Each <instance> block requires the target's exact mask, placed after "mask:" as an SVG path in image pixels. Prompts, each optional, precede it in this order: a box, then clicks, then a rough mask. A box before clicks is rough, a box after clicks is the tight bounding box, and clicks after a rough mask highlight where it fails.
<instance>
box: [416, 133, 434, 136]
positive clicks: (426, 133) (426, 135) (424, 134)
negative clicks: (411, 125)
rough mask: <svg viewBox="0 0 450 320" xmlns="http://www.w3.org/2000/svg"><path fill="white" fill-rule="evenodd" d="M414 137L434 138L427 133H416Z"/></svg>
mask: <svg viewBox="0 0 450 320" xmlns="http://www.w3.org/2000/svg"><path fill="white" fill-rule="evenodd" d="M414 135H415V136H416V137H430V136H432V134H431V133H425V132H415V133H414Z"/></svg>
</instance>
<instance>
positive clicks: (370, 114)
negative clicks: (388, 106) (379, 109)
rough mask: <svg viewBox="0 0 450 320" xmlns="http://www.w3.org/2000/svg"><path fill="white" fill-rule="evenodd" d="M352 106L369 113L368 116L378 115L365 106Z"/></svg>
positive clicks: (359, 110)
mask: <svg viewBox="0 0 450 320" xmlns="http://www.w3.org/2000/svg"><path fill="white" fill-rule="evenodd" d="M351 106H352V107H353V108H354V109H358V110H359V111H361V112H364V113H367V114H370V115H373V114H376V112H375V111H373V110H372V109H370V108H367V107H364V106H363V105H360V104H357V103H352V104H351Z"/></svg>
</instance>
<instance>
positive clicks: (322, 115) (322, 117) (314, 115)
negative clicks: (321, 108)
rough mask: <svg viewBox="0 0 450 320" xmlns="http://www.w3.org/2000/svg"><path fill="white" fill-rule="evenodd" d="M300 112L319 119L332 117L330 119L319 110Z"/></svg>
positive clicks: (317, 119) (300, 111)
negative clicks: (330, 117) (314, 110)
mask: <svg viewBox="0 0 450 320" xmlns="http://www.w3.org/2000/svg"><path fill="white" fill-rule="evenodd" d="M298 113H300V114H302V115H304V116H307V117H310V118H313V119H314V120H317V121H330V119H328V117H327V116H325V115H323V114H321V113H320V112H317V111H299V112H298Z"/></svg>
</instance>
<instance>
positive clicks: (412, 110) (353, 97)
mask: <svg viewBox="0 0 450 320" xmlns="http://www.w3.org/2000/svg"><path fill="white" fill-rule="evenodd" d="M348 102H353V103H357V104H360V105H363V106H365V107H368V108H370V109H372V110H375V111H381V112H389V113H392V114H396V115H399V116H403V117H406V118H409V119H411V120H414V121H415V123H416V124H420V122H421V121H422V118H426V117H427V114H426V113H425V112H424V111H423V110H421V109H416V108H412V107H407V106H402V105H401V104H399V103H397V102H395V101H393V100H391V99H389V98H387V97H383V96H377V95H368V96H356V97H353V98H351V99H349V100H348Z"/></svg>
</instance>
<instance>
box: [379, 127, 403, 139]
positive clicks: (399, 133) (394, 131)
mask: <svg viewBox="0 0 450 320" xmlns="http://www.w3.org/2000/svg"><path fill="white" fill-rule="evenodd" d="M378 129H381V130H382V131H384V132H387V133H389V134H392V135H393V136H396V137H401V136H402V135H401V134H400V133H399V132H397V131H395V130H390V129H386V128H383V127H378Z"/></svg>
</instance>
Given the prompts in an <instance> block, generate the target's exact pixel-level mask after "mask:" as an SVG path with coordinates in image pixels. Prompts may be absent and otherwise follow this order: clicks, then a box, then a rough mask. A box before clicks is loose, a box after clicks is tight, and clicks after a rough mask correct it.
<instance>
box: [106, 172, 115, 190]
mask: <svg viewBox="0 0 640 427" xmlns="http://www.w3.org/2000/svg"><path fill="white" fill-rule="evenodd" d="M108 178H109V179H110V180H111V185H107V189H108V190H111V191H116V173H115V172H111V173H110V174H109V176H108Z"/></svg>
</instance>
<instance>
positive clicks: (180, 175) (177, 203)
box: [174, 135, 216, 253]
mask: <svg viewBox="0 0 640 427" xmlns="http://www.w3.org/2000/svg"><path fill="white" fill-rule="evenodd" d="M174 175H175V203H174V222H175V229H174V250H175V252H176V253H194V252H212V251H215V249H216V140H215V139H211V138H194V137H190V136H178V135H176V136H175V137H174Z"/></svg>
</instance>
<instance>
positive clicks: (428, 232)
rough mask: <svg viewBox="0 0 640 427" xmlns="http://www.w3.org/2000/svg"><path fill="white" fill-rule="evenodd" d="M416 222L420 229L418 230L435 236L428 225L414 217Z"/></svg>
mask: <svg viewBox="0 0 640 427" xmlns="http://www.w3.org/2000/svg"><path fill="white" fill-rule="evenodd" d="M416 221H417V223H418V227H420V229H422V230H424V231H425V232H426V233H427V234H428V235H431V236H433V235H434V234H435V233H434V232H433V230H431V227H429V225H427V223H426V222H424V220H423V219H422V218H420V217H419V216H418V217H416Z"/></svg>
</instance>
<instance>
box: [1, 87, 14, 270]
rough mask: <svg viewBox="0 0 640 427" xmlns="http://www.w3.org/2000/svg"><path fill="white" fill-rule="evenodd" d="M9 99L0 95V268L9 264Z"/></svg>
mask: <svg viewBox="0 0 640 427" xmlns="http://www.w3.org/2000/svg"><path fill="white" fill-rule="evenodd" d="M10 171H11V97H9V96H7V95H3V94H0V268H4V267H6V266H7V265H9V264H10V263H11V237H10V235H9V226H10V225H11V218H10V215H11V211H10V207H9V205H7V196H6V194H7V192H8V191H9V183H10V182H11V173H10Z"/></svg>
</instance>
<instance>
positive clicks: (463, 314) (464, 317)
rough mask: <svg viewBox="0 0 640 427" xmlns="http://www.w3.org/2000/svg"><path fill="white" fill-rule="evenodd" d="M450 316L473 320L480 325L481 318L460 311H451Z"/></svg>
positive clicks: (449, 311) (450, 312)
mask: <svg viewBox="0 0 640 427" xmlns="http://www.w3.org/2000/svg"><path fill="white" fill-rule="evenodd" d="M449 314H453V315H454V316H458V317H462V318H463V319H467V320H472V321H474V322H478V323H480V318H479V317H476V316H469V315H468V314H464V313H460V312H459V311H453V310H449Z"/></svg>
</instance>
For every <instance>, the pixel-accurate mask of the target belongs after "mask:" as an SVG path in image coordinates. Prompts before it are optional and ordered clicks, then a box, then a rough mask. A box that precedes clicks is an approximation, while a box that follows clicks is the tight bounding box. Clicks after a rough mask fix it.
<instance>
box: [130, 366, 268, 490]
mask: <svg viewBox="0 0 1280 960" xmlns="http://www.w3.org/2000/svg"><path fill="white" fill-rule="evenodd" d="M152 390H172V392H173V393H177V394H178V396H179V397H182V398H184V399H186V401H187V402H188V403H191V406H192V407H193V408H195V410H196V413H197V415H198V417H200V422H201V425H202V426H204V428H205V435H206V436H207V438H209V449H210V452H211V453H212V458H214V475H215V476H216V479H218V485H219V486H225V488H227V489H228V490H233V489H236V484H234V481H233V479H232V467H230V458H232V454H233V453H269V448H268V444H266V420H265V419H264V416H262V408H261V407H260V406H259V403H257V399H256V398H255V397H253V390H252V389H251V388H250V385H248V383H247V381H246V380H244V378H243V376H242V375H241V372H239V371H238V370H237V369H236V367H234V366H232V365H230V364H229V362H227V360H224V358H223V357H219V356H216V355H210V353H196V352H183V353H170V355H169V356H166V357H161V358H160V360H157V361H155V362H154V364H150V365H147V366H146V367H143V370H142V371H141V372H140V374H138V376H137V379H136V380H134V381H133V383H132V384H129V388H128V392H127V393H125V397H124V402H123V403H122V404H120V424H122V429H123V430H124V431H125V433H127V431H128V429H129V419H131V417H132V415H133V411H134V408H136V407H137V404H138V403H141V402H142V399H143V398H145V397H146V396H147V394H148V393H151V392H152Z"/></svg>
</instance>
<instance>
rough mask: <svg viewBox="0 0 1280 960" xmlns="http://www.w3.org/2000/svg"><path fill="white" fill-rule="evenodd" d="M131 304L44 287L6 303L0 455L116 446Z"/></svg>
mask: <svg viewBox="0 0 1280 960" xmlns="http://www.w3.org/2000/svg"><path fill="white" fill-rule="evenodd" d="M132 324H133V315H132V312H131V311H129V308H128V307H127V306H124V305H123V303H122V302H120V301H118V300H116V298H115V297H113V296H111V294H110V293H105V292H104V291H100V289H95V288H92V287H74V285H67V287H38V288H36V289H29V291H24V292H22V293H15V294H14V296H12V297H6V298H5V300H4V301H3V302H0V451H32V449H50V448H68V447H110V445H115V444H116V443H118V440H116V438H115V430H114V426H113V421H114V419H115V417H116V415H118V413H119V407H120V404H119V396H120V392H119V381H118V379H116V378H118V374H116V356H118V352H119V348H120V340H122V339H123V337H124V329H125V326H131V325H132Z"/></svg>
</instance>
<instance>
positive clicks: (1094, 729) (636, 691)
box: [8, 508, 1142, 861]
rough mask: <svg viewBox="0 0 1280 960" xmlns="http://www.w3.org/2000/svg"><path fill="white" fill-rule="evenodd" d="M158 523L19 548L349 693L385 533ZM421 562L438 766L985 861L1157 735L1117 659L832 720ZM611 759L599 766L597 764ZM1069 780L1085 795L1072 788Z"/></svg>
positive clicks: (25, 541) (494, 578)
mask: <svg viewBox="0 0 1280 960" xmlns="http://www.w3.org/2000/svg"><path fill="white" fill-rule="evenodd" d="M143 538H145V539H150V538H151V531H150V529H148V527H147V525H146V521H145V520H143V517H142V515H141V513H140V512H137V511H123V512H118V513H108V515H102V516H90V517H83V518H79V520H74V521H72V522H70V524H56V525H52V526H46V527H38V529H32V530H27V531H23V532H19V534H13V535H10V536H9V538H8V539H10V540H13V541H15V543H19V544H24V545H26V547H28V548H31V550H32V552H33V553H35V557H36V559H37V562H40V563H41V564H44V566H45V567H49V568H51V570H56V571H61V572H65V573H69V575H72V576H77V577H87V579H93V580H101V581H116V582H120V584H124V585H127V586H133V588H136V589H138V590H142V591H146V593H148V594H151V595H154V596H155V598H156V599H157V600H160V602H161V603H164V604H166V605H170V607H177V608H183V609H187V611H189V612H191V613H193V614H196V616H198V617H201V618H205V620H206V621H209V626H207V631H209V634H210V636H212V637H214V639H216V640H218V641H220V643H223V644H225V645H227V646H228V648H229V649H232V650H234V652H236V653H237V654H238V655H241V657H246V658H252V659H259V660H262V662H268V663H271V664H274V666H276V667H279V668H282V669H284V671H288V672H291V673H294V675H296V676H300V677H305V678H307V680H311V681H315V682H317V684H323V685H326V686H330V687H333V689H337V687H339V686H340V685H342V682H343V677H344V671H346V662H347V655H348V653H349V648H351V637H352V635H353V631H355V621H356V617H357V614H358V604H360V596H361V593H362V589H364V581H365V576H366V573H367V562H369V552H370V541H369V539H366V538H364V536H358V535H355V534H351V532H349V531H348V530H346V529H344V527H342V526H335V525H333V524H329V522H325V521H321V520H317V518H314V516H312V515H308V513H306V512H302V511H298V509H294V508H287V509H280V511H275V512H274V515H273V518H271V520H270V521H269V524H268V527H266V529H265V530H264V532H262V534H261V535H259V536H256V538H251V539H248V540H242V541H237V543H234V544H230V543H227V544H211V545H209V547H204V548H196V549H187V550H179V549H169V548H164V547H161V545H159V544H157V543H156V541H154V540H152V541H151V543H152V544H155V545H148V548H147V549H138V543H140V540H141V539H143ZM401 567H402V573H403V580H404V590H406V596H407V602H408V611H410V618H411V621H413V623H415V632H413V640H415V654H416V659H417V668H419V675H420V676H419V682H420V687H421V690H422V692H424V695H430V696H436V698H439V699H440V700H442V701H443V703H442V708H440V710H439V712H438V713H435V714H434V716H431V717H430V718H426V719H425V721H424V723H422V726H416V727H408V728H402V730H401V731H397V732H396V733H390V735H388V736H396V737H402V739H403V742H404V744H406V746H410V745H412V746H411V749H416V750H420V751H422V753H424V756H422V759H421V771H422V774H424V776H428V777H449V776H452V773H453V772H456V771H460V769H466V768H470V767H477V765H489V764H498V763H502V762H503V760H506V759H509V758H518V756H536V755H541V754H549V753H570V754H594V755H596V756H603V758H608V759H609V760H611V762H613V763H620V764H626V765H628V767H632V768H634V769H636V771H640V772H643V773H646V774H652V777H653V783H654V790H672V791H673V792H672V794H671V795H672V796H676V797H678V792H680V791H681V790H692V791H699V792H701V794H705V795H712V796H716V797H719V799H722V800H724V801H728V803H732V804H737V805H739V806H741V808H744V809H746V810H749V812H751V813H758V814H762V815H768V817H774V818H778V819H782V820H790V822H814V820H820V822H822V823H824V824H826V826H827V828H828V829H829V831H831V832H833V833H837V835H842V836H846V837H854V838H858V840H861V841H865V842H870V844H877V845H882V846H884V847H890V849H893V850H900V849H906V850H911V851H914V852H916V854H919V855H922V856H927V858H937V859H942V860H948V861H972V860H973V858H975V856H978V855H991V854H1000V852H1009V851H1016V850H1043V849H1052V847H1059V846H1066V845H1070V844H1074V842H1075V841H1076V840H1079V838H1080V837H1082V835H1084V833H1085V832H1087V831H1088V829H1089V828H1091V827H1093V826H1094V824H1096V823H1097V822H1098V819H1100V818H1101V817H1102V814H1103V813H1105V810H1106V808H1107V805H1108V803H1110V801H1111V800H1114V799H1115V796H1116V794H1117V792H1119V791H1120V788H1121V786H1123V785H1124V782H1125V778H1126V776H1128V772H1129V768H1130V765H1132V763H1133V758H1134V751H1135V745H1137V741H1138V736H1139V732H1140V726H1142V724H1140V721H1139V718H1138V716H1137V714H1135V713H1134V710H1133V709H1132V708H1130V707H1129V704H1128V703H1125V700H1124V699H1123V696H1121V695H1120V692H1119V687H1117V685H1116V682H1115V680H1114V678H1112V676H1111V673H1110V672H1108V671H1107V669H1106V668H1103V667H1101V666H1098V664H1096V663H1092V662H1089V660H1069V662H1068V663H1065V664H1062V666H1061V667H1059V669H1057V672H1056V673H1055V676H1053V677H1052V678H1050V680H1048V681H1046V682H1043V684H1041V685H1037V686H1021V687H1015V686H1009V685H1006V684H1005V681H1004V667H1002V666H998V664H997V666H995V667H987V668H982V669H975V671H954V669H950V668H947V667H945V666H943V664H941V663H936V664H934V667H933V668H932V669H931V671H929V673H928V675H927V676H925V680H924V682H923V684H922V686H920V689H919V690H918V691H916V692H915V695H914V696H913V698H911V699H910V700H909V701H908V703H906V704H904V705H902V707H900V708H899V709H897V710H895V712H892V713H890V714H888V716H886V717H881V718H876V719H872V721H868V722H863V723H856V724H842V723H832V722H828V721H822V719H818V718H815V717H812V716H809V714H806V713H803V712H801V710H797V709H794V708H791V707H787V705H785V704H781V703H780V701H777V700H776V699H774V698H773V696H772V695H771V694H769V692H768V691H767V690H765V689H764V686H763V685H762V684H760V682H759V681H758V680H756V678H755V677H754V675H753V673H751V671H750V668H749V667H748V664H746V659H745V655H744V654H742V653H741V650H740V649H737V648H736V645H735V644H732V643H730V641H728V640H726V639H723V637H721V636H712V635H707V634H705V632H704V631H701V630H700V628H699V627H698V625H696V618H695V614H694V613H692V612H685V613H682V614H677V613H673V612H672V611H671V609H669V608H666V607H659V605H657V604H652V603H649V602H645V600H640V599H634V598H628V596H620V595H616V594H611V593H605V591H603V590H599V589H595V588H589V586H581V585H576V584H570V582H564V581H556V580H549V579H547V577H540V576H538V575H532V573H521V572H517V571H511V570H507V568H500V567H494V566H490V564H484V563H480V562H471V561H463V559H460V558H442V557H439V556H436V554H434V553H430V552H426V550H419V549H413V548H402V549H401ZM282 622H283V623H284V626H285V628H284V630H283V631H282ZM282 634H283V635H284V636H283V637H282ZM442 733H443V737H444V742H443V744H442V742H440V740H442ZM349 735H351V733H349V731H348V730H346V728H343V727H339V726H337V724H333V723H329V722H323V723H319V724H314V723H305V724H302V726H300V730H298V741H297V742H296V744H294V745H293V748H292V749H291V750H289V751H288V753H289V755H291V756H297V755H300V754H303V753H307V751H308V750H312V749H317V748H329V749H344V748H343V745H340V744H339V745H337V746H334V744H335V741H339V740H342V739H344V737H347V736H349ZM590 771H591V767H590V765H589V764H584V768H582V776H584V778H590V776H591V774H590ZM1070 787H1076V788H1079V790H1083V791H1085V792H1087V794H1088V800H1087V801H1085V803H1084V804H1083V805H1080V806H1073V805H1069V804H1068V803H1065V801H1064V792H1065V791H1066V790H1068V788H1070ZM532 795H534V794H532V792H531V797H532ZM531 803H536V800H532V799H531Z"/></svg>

=====

Exercise brief ▸ Your answer should be a single number: the count of lines in these records that hold the string "block".

Solution for this problem ▸ 2